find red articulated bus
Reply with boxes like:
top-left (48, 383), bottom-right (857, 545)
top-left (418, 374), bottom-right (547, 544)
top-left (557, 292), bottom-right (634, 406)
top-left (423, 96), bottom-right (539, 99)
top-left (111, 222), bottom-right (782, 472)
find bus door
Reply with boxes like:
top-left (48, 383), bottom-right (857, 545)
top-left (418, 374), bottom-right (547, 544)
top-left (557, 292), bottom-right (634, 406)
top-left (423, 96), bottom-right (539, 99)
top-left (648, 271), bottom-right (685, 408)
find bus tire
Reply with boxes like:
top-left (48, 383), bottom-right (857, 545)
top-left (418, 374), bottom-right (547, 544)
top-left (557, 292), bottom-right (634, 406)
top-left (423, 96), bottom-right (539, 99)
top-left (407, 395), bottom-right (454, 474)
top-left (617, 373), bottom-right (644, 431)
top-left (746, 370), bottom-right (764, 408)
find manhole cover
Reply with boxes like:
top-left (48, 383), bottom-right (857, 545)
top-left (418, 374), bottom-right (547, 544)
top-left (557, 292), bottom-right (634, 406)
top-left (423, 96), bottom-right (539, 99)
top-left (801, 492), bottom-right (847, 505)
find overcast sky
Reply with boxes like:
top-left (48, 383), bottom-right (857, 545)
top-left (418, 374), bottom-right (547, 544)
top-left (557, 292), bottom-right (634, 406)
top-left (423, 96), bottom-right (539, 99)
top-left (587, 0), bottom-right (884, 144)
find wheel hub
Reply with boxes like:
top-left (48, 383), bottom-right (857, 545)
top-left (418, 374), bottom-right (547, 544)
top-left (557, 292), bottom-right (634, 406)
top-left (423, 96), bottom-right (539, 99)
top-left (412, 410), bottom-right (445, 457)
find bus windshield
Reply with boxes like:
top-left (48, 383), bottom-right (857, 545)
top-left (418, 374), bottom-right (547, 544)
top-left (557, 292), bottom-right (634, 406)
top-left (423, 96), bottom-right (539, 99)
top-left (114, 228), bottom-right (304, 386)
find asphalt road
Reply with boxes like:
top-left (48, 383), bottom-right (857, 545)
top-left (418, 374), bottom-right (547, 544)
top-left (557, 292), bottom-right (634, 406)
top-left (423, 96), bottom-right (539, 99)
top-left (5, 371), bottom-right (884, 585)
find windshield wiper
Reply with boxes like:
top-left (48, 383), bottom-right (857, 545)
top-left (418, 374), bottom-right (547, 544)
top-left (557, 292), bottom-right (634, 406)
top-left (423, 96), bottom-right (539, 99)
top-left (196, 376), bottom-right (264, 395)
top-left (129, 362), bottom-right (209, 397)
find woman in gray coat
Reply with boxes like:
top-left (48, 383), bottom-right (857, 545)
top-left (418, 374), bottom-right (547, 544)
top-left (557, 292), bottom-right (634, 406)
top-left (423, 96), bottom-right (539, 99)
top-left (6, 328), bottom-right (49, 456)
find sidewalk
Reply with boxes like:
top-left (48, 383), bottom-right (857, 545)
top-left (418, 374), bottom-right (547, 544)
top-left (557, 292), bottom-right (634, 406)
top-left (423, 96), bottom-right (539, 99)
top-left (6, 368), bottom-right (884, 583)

- _DIRECTIVE_: Convert the listing above into a JSON array of strings, one string per line, and omit any blank lines.

- _RESPONSE TO THIS EXERCISE_:
[
  "find red articulated bus",
  "Reply with boxes like:",
  "top-left (48, 383), bottom-right (857, 545)",
  "top-left (418, 374), bottom-right (547, 544)",
  "top-left (557, 292), bottom-right (634, 406)",
  "top-left (423, 96), bottom-right (539, 99)",
  "top-left (111, 222), bottom-right (782, 472)",
  "find bus door",
  "Reply with boxes like:",
  "top-left (48, 383), bottom-right (857, 545)",
  "top-left (418, 374), bottom-right (547, 544)",
  "top-left (557, 292), bottom-right (634, 406)",
  "top-left (423, 96), bottom-right (539, 99)",
  "top-left (648, 271), bottom-right (685, 408)",
  "find bus tire",
  "Reply with boxes like:",
  "top-left (48, 383), bottom-right (857, 545)",
  "top-left (418, 374), bottom-right (547, 544)",
  "top-left (557, 292), bottom-right (634, 406)",
  "top-left (423, 96), bottom-right (539, 99)",
  "top-left (407, 395), bottom-right (454, 474)",
  "top-left (617, 373), bottom-right (644, 431)",
  "top-left (746, 370), bottom-right (764, 408)",
  "find manhole cover",
  "Reply with boxes like:",
  "top-left (48, 383), bottom-right (857, 545)",
  "top-left (418, 374), bottom-right (547, 544)",
  "top-left (557, 292), bottom-right (634, 406)",
  "top-left (423, 96), bottom-right (539, 99)",
  "top-left (801, 492), bottom-right (847, 505)",
  "find overcast sky",
  "Reply with boxes like:",
  "top-left (48, 383), bottom-right (857, 545)",
  "top-left (418, 374), bottom-right (547, 544)",
  "top-left (557, 292), bottom-right (634, 406)",
  "top-left (423, 96), bottom-right (539, 99)",
  "top-left (587, 0), bottom-right (884, 144)",
  "find wheel hub",
  "Reply with boxes like:",
  "top-left (48, 383), bottom-right (857, 545)",
  "top-left (418, 374), bottom-right (547, 544)",
  "top-left (557, 292), bottom-right (634, 406)",
  "top-left (423, 96), bottom-right (539, 99)",
  "top-left (412, 410), bottom-right (445, 457)",
  "find bus windshield",
  "Reply with boxes like:",
  "top-left (48, 383), bottom-right (857, 545)",
  "top-left (418, 374), bottom-right (547, 544)",
  "top-left (557, 292), bottom-right (634, 406)",
  "top-left (423, 96), bottom-right (539, 99)",
  "top-left (114, 228), bottom-right (304, 386)",
  "find asphalt road",
  "Reply with boxes like:",
  "top-left (48, 383), bottom-right (857, 545)",
  "top-left (418, 374), bottom-right (547, 544)",
  "top-left (557, 292), bottom-right (634, 406)",
  "top-left (423, 96), bottom-right (539, 99)",
  "top-left (5, 371), bottom-right (884, 585)",
  "find windshield wiper",
  "Reply with boxes like:",
  "top-left (48, 383), bottom-right (857, 545)",
  "top-left (418, 374), bottom-right (547, 544)",
  "top-left (557, 292), bottom-right (634, 406)",
  "top-left (423, 96), bottom-right (539, 99)",
  "top-left (196, 376), bottom-right (264, 395)",
  "top-left (129, 362), bottom-right (209, 397)",
  "find woman in gray coat",
  "Reply with boxes like:",
  "top-left (48, 383), bottom-right (857, 545)",
  "top-left (418, 374), bottom-right (547, 544)",
  "top-left (557, 292), bottom-right (634, 406)",
  "top-left (423, 96), bottom-right (539, 99)",
  "top-left (6, 328), bottom-right (49, 456)",
  "find sidewalk",
  "Reply with boxes like:",
  "top-left (48, 383), bottom-right (857, 545)",
  "top-left (418, 374), bottom-right (547, 544)",
  "top-left (557, 292), bottom-right (634, 406)",
  "top-left (423, 96), bottom-right (539, 99)",
  "top-left (6, 368), bottom-right (884, 583)"
]